**Liste des activités:**
(a) Traduisez en anglais cette phrase de l'extrait ci-dessous : « Donald Trump a laissé entendre qu’il pourrait imposer de nouveaux tarifs douaniers sur les importations de voitures européennes. »
(b) Restituez sans modification le passage de l'extrait qui commence par « Le Monde | 6 » et se poursuit jusqu'à « à Carnegie Europe. » inclus.
(c) Répondez brièvement à ces questions sur l'extrait :
(i) À quelle date l'article a-t-il paru ?
(ii) Quand la réunion à Washington est-elle prévue ?
(iii) Pour quelle structure Pierre Vimont travaille-t-il comme chercheur ?

**Extrait:**
Commerce : tensions ravivées entre Bruxelles et Washington avant la reprise des pourparlers

Le Monde | 6 mars 2019

Commerce : tensions ravivées entre Bruxelles et Washington avant la reprise des pourparlers

Par Sophie Petitjean

La Commission européenne a de plus en plus de mal à conserver son optimisme vis-à-vis des Etats-Unis. Donald Trump a laissé entendre qu’il pourrait imposer de nouveaux tarifs douaniers sur les importations de voitures européennes. Et ce, contrairement aux engagements pris à l’été 2018 et alors que de nouvelles négociations commerciales doivent commencer prochainement. La réunion entre les deux équipes diplomatiques, prévue du 6 au 8 mars à Washington, devrait se dérouler sous haute tension. « Il faut être conscient qu’on est un peu sur un volcan qui risque d’exploser à tout moment », explique Pierre Vimont, chercheur à Carnegie Europe.

**Données à analyser:**
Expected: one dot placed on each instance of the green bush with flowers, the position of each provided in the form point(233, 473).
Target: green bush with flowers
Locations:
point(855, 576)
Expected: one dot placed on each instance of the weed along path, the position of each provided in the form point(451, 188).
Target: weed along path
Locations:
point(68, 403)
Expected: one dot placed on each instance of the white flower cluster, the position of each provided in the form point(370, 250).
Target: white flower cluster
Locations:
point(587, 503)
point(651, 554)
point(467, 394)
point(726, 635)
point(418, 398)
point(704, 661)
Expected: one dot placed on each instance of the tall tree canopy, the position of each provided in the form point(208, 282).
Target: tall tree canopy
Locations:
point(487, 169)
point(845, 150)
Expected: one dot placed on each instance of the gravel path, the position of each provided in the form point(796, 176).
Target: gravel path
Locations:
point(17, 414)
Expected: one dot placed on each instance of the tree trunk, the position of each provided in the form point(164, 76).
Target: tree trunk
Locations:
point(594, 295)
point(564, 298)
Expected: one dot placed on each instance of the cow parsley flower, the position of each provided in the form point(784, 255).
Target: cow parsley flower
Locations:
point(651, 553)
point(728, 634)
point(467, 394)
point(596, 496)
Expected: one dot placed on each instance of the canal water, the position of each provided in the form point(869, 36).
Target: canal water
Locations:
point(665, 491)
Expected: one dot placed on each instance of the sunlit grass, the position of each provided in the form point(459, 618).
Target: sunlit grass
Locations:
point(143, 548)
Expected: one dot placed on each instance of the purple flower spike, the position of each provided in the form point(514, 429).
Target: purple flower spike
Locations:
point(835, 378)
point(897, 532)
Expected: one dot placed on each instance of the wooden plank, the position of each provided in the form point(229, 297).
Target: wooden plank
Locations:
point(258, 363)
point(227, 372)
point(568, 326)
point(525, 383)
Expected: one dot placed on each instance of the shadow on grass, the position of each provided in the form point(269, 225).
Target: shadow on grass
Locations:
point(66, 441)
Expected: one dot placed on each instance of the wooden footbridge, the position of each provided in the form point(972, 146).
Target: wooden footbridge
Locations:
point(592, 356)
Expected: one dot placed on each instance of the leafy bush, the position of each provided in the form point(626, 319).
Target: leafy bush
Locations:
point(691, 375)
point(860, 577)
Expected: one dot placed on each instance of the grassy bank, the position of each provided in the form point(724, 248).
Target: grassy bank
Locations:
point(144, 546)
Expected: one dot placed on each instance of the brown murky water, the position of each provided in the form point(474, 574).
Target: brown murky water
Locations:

**Réponses par tâche:**
(a) Donald Trump has hinted that he could impose new tariffs on imports of European cars.

(b)
Le Monde | 6 mars 2019

Commerce : tensions ravivées entre Bruxelles et Washington avant la reprise des pourparlers

Par Sophie Petitjean

La Commission européenne a de plus en plus de mal à conserver son optimisme vis-à-vis des Etats-Unis. Donald Trump a laissé entendre qu’il pourrait imposer de nouveaux tarifs douaniers sur les importations de voitures européennes. Et ce, contrairement aux engagements pris à l’été 2018 et alors que de nouvelles négociations commerciales doivent commencer prochainement. La réunion entre les deux équipes diplomatiques, prévue du 6 au 8 mars à Washington, devrait se dérouler sous haute tension. « Il faut être conscient qu’on est un peu sur un volcan qui risque d’exploser à tout moment », explique Pierre Vimont, chercheur à Carnegie Europe.

(c)
(i) Le 6 mars 2019.
(ii) Du 6 au 8 mars.
(iii) Carnegie Europe.